Take the lines from the one containing "Using the labeling tool, outline every dirt" through the one containing "[0, 724, 120, 754]", switch "dirt path" to "gravel road", and give only those lines back with nothing else changed.

++++ Dataset excerpts

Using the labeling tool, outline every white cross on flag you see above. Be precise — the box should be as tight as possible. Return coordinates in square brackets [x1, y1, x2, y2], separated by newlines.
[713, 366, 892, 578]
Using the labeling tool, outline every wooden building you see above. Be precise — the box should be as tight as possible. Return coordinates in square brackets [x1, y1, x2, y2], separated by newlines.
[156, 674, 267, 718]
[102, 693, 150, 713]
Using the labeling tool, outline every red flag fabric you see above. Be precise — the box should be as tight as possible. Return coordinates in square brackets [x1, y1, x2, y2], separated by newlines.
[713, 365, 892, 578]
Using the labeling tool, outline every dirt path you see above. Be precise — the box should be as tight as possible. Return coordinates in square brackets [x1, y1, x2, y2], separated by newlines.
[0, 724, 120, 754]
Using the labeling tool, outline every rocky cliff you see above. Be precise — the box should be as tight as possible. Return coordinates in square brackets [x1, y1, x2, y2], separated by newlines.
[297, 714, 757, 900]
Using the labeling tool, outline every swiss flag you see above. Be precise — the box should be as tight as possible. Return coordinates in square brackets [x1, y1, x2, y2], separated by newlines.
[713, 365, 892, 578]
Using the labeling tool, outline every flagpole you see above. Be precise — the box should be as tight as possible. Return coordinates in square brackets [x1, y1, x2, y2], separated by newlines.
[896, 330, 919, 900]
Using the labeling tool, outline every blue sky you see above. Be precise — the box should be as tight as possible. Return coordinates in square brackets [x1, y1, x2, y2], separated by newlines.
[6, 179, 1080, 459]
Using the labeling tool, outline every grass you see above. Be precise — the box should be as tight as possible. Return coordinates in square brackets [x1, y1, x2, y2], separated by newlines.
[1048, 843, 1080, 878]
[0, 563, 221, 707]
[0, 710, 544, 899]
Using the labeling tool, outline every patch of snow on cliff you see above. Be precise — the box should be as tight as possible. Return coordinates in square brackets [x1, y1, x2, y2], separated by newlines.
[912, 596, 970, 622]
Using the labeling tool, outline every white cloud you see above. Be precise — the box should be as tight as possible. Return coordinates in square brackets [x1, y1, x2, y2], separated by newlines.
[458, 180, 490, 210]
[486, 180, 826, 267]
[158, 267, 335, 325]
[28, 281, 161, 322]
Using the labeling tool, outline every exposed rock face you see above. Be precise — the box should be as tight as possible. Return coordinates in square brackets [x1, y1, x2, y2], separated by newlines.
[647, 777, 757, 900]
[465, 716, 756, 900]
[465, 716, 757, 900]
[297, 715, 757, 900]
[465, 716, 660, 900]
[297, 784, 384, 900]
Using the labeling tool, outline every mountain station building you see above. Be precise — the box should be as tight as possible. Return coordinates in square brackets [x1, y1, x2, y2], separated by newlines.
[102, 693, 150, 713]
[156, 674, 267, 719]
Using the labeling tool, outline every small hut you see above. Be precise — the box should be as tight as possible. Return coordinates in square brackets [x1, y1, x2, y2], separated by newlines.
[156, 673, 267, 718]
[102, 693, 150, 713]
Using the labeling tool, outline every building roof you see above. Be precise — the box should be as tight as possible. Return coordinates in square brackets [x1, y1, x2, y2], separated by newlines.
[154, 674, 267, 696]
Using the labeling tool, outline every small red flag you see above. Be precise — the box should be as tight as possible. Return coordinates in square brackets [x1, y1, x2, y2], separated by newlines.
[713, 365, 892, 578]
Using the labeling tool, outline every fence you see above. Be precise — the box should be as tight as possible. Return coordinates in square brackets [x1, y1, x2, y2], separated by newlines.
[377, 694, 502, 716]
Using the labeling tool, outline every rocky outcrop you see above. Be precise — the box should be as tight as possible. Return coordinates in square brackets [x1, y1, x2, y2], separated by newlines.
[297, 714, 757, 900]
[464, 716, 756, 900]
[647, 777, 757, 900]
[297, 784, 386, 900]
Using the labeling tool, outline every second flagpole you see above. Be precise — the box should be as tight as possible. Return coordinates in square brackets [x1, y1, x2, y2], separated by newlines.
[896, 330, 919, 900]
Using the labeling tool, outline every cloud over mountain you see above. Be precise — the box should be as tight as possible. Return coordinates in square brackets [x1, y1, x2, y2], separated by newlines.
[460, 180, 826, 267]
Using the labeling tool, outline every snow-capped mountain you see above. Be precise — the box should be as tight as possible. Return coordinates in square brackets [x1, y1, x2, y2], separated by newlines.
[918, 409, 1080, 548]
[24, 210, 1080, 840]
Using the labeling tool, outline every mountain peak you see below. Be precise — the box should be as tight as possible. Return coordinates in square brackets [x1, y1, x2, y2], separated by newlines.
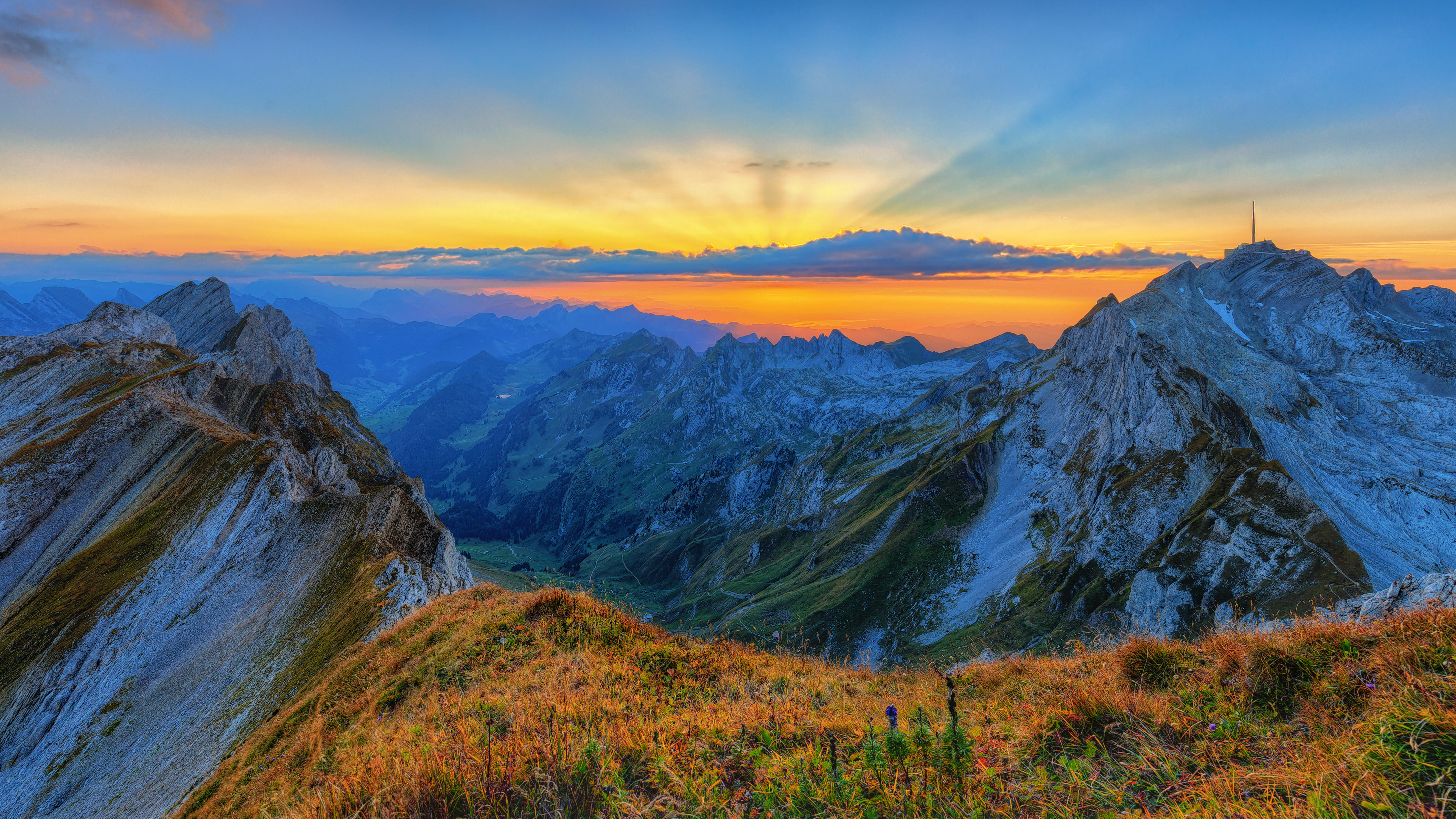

++++++++

» **Written solution**:
Using the labeling tool, outline every gravel road you see above. Be precise — the box should be as tight as possible. Return coordinates in square brackets [x1, y1, x2, y2], separated by newlines.
[0, 724, 120, 754]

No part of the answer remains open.